### PROBLEM REQUIREMENTS
Rewrite the material with every "Drop one point" replaced by "Place one point", keeping everything else unchanged and leaving out the pictures.

### EXTRACTED ENTRIES
■ ■ ■ ■ ■
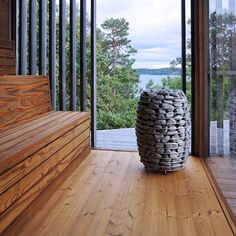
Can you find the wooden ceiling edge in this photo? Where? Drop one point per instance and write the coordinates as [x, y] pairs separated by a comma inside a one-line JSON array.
[[219, 195]]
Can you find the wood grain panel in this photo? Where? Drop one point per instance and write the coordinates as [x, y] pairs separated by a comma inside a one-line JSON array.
[[5, 19], [19, 152], [20, 188], [7, 58], [110, 193], [21, 98], [19, 206], [17, 172]]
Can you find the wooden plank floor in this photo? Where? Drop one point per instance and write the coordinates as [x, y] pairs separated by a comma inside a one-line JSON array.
[[224, 172], [110, 193]]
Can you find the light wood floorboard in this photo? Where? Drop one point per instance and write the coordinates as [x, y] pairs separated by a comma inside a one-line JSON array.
[[111, 193]]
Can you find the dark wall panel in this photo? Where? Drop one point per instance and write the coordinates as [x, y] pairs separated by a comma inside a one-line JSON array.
[[5, 19]]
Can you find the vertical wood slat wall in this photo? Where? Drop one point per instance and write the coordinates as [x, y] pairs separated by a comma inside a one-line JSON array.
[[43, 51]]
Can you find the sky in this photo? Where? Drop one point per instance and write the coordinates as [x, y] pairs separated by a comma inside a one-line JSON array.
[[155, 28]]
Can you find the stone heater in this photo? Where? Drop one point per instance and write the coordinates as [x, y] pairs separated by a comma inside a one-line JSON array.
[[163, 129]]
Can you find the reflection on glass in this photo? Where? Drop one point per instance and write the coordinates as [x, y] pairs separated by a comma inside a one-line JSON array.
[[222, 25]]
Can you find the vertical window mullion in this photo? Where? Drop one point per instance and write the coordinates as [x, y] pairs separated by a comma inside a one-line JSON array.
[[83, 66], [93, 75], [23, 38], [183, 50], [52, 51], [33, 38], [62, 55]]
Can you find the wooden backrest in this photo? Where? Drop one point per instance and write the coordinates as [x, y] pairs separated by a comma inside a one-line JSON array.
[[22, 98], [7, 58]]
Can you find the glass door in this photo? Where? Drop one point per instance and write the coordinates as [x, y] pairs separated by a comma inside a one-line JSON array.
[[222, 74]]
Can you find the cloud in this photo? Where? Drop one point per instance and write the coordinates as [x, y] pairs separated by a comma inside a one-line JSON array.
[[155, 28]]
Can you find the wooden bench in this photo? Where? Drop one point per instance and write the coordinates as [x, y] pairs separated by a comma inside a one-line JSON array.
[[37, 145]]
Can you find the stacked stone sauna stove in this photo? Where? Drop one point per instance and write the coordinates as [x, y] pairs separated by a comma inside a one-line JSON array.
[[163, 129]]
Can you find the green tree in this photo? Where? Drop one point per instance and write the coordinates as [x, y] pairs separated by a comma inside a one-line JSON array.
[[117, 86]]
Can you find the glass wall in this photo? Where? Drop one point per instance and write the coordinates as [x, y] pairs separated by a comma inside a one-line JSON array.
[[222, 25], [138, 48], [222, 74]]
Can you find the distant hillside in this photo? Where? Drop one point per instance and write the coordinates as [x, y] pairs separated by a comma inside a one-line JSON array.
[[162, 71]]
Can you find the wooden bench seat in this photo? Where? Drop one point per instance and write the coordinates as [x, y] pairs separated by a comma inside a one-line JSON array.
[[36, 144]]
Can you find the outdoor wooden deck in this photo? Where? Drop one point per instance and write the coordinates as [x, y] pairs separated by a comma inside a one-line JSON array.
[[110, 193]]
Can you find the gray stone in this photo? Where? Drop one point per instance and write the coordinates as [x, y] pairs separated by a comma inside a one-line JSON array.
[[172, 128], [181, 129], [161, 122], [167, 107], [161, 116], [172, 132], [161, 111], [177, 104], [171, 121], [159, 145], [179, 111], [182, 122], [178, 117], [175, 137], [157, 127], [171, 145], [165, 139], [150, 111], [169, 97], [168, 101], [159, 97], [164, 92]]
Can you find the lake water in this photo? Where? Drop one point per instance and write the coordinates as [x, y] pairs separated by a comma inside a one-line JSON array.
[[156, 79]]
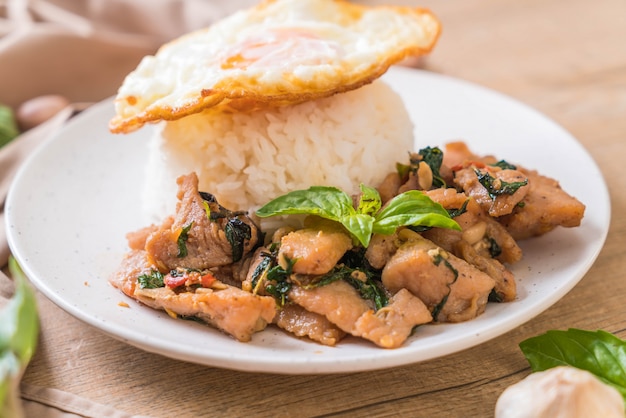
■ ■ ■ ■ ■
### SOLUTION BELOW
Can you find the wooden ceiling edge in this photo? Where? Place one point per instance and write the coordinates as [x, y] pairs separated by a comma inside a one-line JSON array.
[[219, 195]]
Can you find the wood grain panel in this photo? Where? Place one point per instance and write the coordinates as [x, y] pairs separated by a comma inside a one-line JSON array.
[[5, 19], [19, 152], [20, 188], [7, 58], [110, 193], [21, 98], [19, 206], [17, 172]]
Can you find the wooden plank floor in this photo? Where? Place one point per instance and write the coordinates as [x, y] pairs separated by a comma inside a one-line JSON array.
[[224, 172], [110, 193]]
Can you find the light wood floorboard in this photo? Where? Place one point per instance and write the coordinates as [x, y] pairs separated by a comma inside a one-line JSON array.
[[111, 193]]
Can you find the dark wall panel in this photo? Where? Place one point per instance and write the coordinates as [x, y] pairs separated by a comma inside a one-line JSON array.
[[5, 19]]
Can you find the vertical wood slat wall in this photo? Where? Place one point per instance and write the coordinates as [x, y] pairs separated by a comma inside a one-line JSON array.
[[43, 51]]
Can you find the sky in this photo? Where? Place one point per instance and write the coordinates as [x, y] pairs separated by a comma inside a one-line JSON array.
[[155, 28]]
Can you find the stone heater in this photo? Where? Place one point per instance and write the coordinates as [x, y] pairs separated by a comma inside a one-line JSON array.
[[163, 129]]
Can you find the reflection on glass in this photo? Where? Place one point per instance and write the coordinates as [x, y] pairs separated by a comma inside a one-line JSON array.
[[222, 25]]
Can you find the vertical window mullion in this photo? Where? Place one point per instance and write the coordinates as [x, y] pairs separated by a comma inside a one-line JSON array.
[[83, 66], [93, 75], [23, 38], [183, 50], [52, 51], [33, 38], [62, 55]]
Can you find the wooden backrest in this photo? Where? Place one point per instance and write the coordinates as [x, y] pairs separated by a comma inside a one-line JSON array.
[[22, 98], [7, 58]]
Can you find the glass door in this photo? Where? Place one point per instance and write the coordinates as [x, y] pairs separated by a comma inside a one-line JSON array.
[[222, 74]]
Can you find the cloud in this photo? Where? Place one point per instance and write the coordinates as [x, y] pairs separated by a comma inside a one-line JSON array.
[[155, 28]]
Can you find the wooden bench in this photo? Where? Place one point per instance and write the coordinates as [x, y] pairs separated by a comma inside a one-line JSON array.
[[37, 145]]
Can you find the stacked stone sauna stove in this photo? Where? Place one point per instance and write the coordinates as [x, y] pairs separated by a comma inside a one-line JSON array.
[[163, 129]]
Can you find the green tree in this photo? Where? Place one point per instance and write the coordinates as [x, y] pairs separated by a comma inside a one-line JSON array.
[[117, 86]]
Can you find the glass wall in this photo? Where? Place one point per instance and write the coordinates as [x, y] pairs separated by a comma inside a one-line JSON array.
[[222, 25], [138, 48], [222, 74]]
Can you find the distant hillside in this photo? Where? Place one point per instance and write the coordinates as [x, y] pairs separated by a comma inside a one-line JSON array.
[[162, 71]]
Can you find the wooden bench seat in this photo? Where? Place one point per instance and write the coordinates as [x, y] pairs separated by a comma inside a one-line JSON array.
[[36, 144]]
Can you find the outdoor wooden deck in this photo? Where? Place one point per instance and write the coordinates as [x, y] pairs separated by a comma inside a one-line JSON array.
[[110, 193]]
Can you find the gray stone in this photo? Where? Place one point per instance and write the coordinates as [x, y] pairs separated by a comma inside a one-line JSON array.
[[172, 128], [181, 129], [161, 122], [167, 107], [161, 116], [172, 132], [161, 111], [177, 104], [171, 121], [159, 145], [179, 111], [182, 122], [178, 117], [175, 137], [157, 127], [171, 145], [165, 139], [150, 111], [169, 97], [168, 101], [159, 97], [164, 92]]
Can you find the lake water in this photo? Where? Place one point per instance and write the coordinates as [x, y] pairs separated by a comma inside a one-line JSON array.
[[156, 79]]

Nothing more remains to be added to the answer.